• _Aim_
Reproduce every one of the following rows with no changes at all.

___ Task data ___

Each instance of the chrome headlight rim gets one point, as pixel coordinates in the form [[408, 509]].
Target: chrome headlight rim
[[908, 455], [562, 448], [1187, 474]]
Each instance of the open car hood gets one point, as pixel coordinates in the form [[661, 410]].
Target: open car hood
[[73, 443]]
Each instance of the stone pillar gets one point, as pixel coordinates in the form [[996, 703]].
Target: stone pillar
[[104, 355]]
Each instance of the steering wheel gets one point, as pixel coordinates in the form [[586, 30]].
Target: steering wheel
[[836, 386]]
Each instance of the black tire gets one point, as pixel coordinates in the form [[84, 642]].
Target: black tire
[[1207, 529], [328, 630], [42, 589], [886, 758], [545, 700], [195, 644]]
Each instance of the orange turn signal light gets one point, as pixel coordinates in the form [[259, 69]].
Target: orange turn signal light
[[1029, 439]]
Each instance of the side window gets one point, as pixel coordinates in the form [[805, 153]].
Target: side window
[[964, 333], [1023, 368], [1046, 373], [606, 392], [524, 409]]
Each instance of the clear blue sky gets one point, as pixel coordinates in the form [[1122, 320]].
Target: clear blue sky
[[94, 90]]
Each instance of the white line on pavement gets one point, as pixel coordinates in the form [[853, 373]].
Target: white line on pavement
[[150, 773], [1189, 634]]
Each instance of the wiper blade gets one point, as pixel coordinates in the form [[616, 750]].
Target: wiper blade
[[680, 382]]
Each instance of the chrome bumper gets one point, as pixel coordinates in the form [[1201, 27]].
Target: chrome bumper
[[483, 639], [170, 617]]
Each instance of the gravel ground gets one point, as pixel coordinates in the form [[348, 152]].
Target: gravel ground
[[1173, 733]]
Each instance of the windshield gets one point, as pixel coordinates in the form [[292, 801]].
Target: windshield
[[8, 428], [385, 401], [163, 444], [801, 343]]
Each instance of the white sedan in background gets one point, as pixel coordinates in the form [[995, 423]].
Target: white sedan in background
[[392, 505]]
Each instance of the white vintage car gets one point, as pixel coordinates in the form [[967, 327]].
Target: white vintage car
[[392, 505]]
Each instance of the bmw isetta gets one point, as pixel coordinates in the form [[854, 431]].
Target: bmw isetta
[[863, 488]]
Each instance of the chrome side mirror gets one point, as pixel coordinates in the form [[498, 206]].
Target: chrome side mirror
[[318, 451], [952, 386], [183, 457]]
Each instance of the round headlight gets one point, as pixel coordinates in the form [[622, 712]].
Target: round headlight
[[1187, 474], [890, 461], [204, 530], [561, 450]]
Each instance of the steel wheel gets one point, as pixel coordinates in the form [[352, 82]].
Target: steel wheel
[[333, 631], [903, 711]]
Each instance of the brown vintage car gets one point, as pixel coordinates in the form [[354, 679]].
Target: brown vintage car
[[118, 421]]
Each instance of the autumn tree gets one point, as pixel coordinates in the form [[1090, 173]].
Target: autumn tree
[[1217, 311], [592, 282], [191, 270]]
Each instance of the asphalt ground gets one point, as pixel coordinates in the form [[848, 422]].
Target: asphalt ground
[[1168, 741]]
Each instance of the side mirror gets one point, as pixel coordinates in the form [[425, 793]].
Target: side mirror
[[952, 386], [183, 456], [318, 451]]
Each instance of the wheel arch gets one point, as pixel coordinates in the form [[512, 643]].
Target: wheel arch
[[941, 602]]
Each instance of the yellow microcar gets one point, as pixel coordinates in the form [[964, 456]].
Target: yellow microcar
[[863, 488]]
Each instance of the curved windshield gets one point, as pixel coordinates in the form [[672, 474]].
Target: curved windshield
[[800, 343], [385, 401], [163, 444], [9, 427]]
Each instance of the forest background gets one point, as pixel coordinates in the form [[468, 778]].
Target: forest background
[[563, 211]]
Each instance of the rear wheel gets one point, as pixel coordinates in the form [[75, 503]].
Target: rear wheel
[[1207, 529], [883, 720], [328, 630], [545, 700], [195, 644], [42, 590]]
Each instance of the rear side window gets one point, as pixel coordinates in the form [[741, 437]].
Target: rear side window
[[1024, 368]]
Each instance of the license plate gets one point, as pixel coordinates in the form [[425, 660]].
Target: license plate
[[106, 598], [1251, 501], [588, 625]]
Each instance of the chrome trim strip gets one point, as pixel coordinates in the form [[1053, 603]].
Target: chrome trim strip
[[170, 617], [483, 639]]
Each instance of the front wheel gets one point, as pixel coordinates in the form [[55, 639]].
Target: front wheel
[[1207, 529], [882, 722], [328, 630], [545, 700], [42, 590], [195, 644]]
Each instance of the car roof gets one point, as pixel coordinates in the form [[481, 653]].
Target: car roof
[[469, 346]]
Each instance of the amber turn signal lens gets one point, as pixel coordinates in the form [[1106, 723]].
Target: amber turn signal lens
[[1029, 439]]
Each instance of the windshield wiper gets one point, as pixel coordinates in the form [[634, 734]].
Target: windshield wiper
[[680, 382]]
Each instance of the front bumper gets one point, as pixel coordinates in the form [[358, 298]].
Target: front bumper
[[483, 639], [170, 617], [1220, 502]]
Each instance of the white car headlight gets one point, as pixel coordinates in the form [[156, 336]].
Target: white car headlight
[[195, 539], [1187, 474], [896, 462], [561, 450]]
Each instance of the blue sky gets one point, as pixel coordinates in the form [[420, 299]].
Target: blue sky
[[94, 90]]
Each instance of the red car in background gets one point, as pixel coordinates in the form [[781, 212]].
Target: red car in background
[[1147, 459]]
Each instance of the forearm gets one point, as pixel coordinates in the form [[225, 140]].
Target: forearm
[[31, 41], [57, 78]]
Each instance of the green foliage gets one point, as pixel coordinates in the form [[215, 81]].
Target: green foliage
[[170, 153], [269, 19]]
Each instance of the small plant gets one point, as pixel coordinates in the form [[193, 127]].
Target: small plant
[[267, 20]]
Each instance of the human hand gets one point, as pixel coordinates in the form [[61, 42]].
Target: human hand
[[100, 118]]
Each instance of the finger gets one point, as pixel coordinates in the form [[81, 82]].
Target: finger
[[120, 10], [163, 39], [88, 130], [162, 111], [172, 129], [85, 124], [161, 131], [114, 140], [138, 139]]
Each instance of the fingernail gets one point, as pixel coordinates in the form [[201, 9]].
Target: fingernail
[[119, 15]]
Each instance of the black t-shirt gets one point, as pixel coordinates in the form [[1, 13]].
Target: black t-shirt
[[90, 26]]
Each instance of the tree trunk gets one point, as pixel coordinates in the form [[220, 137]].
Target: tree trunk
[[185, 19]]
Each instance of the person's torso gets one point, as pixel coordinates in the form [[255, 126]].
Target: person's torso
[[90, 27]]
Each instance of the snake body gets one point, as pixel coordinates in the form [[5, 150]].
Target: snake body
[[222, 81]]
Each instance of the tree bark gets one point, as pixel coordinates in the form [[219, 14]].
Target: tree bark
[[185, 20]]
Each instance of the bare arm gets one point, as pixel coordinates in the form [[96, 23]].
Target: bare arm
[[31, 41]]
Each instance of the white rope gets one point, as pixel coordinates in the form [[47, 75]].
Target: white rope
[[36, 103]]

___

• _Task solution_
Each instance of the chrome headlight rim gets one point, as pixel coordinates in the form [[408, 509]].
Target: chrome headlight rim
[[908, 455], [562, 448], [1187, 474]]
Each instance of the open car hood gets one point, as pixel coordinates in the form [[661, 410]].
Target: open car hood
[[73, 443]]
Each instance of the stone pillar gets one point, as pixel coordinates in the form [[996, 703]].
Target: stone pillar
[[104, 355]]
Each instance of the steering wheel gets one point, as pixel coordinates in the form [[586, 30]].
Target: steering wheel
[[836, 386]]
Each instance of the black tire gets one point, as pixel coordinates in the form [[84, 642]].
Target: black tire
[[1207, 529], [328, 630], [42, 589], [886, 758], [545, 700], [195, 644]]
Each instance of the orange turn signal light gets one point, as pixel coordinates in the form [[259, 69]].
Target: orange turn signal light
[[1029, 439]]
Each instance of the side window gets one point, as pixel coordinates in the form [[805, 153]].
Target: side window
[[964, 333], [1023, 368], [1046, 373], [606, 392], [524, 409]]
Each instance of the clear blue sky gets one point, as pixel coordinates in the form [[1122, 320]].
Target: clear blue sky
[[94, 90]]
Each instance of the white line on pavement gets one point, as pixel coordinates in the form [[853, 373]].
Target: white line on pavement
[[150, 773], [1189, 634]]
Each instance of the wiper blade gets one point, as pixel coordinates in the form [[616, 750]].
Target: wiper blade
[[680, 382]]
Each instance of the chrome bumper gets one point, as pixel coordinates in the form [[1201, 27]].
Target: chrome bumper
[[483, 639], [170, 617]]
Each instance of the gravel ground gets one point, as pixel coordinates in the form [[348, 152]].
Target: gravel ground
[[1173, 733]]
Each instance of the windshield gets one point, as pixel coordinates in the form [[292, 801]].
Target: windshield
[[8, 428], [385, 401], [163, 444], [801, 343]]
Each instance of the white sedan in background gets one point, as pixel coordinates in the form [[995, 423]].
Target: white sedan in background
[[392, 505]]
Each instance of the white vintage car gets one point, as pixel coordinates in the form [[967, 327]].
Target: white vintage car
[[392, 505]]
Each instance of the bmw isetta gets one point, as pixel coordinates in the form [[854, 431]].
Target: bmw isetta
[[863, 488]]
Each instance of the chrome side mirror gets one point, as pixel coordinates in the form [[498, 206]].
Target: chrome side mirror
[[318, 451], [952, 386], [183, 457]]
Each instance of the round headlight gets one point, as pixel coordinates in the form [[622, 712]].
Target: round headlight
[[1187, 474], [890, 461], [204, 530], [561, 450]]
Each instance of the steel wheel gets one point, as pixel coordinates in the form [[352, 82]].
Target: steel wheel
[[333, 631], [903, 711]]
Each instance of the brown vintage car gets one point, as pixel coordinates in the form [[354, 679]].
Target: brown vintage car
[[118, 421]]
Each instance of the autumn tree gets one point, as pixel coordinates in the form [[1090, 173]].
Target: autumn tree
[[1217, 311], [592, 282], [191, 270]]
Each instance of the asphalt ground gets one point, as pixel coordinates in the form [[848, 422]].
Target: asphalt ground
[[1168, 741]]
Each instance of the side mirror gets one point, as pixel coordinates in the form [[425, 793]].
Target: side mirror
[[952, 386], [183, 456], [318, 451]]
Each instance of the wheel arch gets one point, as pixel coordinates in the form [[512, 643]].
Target: wheel arch
[[941, 602]]
Each instance of the yellow microcar gets one point, as pixel coordinates in the form [[964, 456]].
Target: yellow microcar
[[863, 488]]
Each instance of the curved windshield gets one point, as pixel coordinates in the form [[672, 474]].
Target: curved windshield
[[800, 343], [385, 401], [163, 444], [9, 427]]
Each instance of the forest background gets one point, as pixel coordinates in the form [[468, 778]].
Target: forest background
[[563, 211]]
Each instance of the rear wheel gets one point, as pixel coordinates in the form [[75, 503]].
Target: rear wheel
[[1207, 529], [883, 720], [328, 630], [545, 700], [195, 644], [42, 590]]
Each instance of the rear side window gets one point, as pixel coordinates in the form [[741, 437]].
Target: rear side window
[[1024, 368]]
Each instance of the license plate gets one point, as pixel coordinates in the form [[425, 660]].
Target: license plate
[[106, 598], [1251, 501], [588, 625]]
Each instance of the chrome trim strip gets one point, as pixel coordinates in the form [[1053, 603]].
Target: chrome trim strip
[[170, 617], [483, 639]]
Each instance of the front wheel gets one point, as pixel coordinates in the form [[55, 639]].
Target: front wheel
[[1207, 529], [882, 722], [328, 630], [545, 700], [42, 590], [195, 644]]
Each instance of the car roof gets one point, as pixel coordinates in the form [[481, 653]].
Target: car roof
[[469, 346]]
Each instance of the amber turn signal lens gets one point, as pixel coordinates in the form [[1106, 723]].
Target: amber turn signal lens
[[1029, 439]]
Each instance of the windshield wiper gets one point, as pixel coordinates in the form [[634, 734]].
Target: windshield wiper
[[680, 382]]
Each instance of the front bumper gets one point, as pixel coordinates in the form [[358, 298]].
Target: front bumper
[[483, 639], [170, 617], [1220, 502]]
Each instance of the white car headlight gets one point, as pixel coordinates in the form [[156, 336]].
Target: white car headlight
[[195, 539], [1187, 474], [896, 462], [561, 450]]
Each instance of the blue sky gets one point, as pixel coordinates in the form [[420, 299]].
Target: blue sky
[[94, 90]]
Each instance of the red car in background gets one point, as pixel coordinates in the form [[781, 212]].
Target: red car in background
[[1147, 459]]
Each instance of the forearm gets one point, as pixel coordinates in the form [[225, 140]].
Target: forearm
[[31, 41], [57, 78]]
Each instance of the green foliage gets one point, as pixel coordinates in the form [[215, 81]].
Target: green foliage
[[170, 153], [269, 19]]
Each instance of the small plant gets one point, as pixel coordinates in the form [[193, 127]].
Target: small plant
[[267, 20]]
Each instance of the human hand gets one point, as pixel coordinates in the form [[61, 42]].
Target: human hand
[[100, 118]]
Each instance of the finger gets one point, as pixel coordinates in the form [[81, 82]].
Target: finger
[[120, 10], [163, 39], [88, 130], [162, 111], [172, 129], [85, 124], [161, 131], [114, 140], [138, 139]]
Each instance of the fingernail gets one point, as pixel coordinates in the form [[201, 9]].
Target: fingernail
[[119, 15]]
Each instance of the black t-shirt gets one point, as pixel coordinates in the form [[1, 13]].
Target: black t-shirt
[[90, 26]]
Each instance of the tree trunk gets one point, as pixel coordinates in the form [[220, 137]].
Target: tree trunk
[[185, 19]]
Each instance of the person's torso gets one point, as pixel coordinates in the form [[255, 126]].
Target: person's torso
[[90, 27]]
Each instance of the snake body gets one point, as pixel coordinates in the form [[5, 150]].
Target: snake body
[[222, 81]]
Each instance of the tree bark gets one point, as pixel coordinates in the form [[219, 14]].
Target: tree bark
[[185, 20]]
Each instance of the bare arm gets one point, as pixel coordinates in the form [[96, 23]].
Target: bare arm
[[31, 41]]
Each instance of the white rope gets one point, as pixel coordinates in the form [[47, 75]].
Target: white rope
[[36, 103]]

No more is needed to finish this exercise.